(Data Opens)

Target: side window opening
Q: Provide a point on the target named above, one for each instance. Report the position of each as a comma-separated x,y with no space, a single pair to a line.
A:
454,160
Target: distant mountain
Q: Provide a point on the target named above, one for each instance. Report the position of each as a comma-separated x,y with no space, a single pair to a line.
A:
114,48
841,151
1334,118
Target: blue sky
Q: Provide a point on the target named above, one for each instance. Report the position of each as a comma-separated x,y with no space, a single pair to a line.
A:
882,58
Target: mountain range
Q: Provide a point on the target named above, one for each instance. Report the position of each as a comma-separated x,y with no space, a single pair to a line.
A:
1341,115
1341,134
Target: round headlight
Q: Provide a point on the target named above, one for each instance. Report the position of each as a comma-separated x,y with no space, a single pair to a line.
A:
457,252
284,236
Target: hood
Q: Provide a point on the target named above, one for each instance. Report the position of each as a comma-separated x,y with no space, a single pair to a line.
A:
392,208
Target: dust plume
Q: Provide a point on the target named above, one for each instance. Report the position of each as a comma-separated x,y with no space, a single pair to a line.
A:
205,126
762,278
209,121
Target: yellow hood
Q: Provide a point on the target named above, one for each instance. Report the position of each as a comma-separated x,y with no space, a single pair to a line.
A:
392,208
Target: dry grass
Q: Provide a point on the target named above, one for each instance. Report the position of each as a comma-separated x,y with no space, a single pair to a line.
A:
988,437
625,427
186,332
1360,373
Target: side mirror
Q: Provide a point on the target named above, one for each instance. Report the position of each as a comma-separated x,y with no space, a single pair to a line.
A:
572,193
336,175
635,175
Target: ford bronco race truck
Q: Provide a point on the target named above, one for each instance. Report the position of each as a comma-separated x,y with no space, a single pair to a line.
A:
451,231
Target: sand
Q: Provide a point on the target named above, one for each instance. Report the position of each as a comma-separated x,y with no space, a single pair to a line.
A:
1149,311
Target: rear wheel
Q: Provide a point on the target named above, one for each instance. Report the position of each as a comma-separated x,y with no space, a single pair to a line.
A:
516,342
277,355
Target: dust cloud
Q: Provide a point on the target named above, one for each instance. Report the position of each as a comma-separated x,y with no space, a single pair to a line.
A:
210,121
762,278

(Data Closes)

- **What needs to be done**:
Out of the preceding entries, pull each line that contains the word "side".

- **Output**:
Target: side window opening
Target: side mirror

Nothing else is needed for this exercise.